◆ Document section ◆
START

# Pet hair on furniture.....



## Dottiejane (Dec 15, 2008)

O.k. here is my problem and I sure hope someone can help me out  I have two dogs, a 13 year old English Springer Spaniel and a 3 year old Great Dane/Mastiff mix. I have allowed them on the furniture for as long as we have had them. I have had no problem with that thus far.. however, We have just purchased a new livingroom set.. again please know I have no problem sharing this with the dogs.. but.... I have to use a lint roller EVERYDAY because the hair on them looks like a Sasquatch I use one lint roller a day on all the pieces of furniture. In the past it hasn't bothered me because it didn't show, but the fabric that we have now shows EVERY little thing..... I do not want to make them get on the floor after all these years what I am looking for is some type of tool, or brush or something that would make it easier for me to clean it. It really is a pain to use one lint roller a day.. Is there anything out there that any of you know about that will keep my dogs warm and cozy on the couch with us??


----------



## Graco22 (Jul 16, 2007)

Hmm...the springer shouldn't really be shedding, as they don't really shed much, so I assume its the dane mix that is the major culprit, and its those little hairs that stick into everything. If you don't already have a furminator and a rubber curry to use in him at least twice weekly, I would start with that to help eliminate some of the shed. What kind of fabric is on your furniture? You can also use duct tape, less expensive than the lint rollers. You may end up having to use a throw blanket, and teaching the dogs to lay on that area...kinda covers up your nice new furniture though.


----------



## poodleholic (Mar 15, 2007)

Well, I have Poodles, who do not leave hair on the furniture, however, I would never leave the sofa and loveseat uncovered. I use slipcovers, and each dog has their own blanket I place for them in their spot.


----------



## GoodAsGold (Dec 1, 2008)

I have two Siberian Huskys. Although I don't allow them on the furniture, one of them gets on it when we are not home. Most of the time you will find my vaccum cleaner parked in the corner of the living room. It has a nice attachment to sweep the furniture. I usually do this every couple of days. It could use a sweeping everyday but I don't always have the time. I have to dust the doggie hair off my coffee table everyday to.


----------



## spotted nikes (Feb 7, 2008)

Rub a fabric softener sheet on the couch or spray w/Static guard, and vacuum.

END

◆ Records ◆
START

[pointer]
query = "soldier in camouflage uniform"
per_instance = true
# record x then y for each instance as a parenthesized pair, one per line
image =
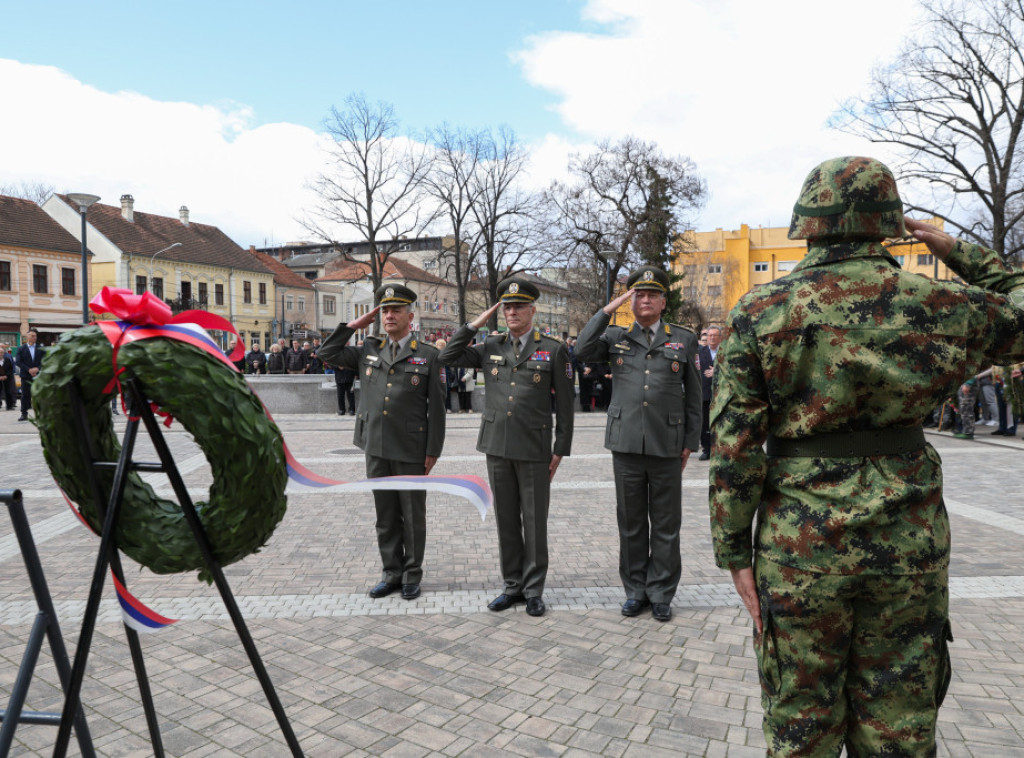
(835, 366)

END

◆ Exercise details ◆
Answer these about the pet hair thread:
1. What are the breeds and ages of Dottiejane's two dogs?
2. What does Graco22 name as less expensive than lint rollers?
3. What does spotted nikes suggest rubbing on the couch?
The rows stand apart from the pet hair thread.

◆ Correct response ◆
1. A 13-year-old English Springer Spaniel and a 3-year-old Great Dane/Mastiff mix.
2. Duct tape.
3. A fabric softener sheet.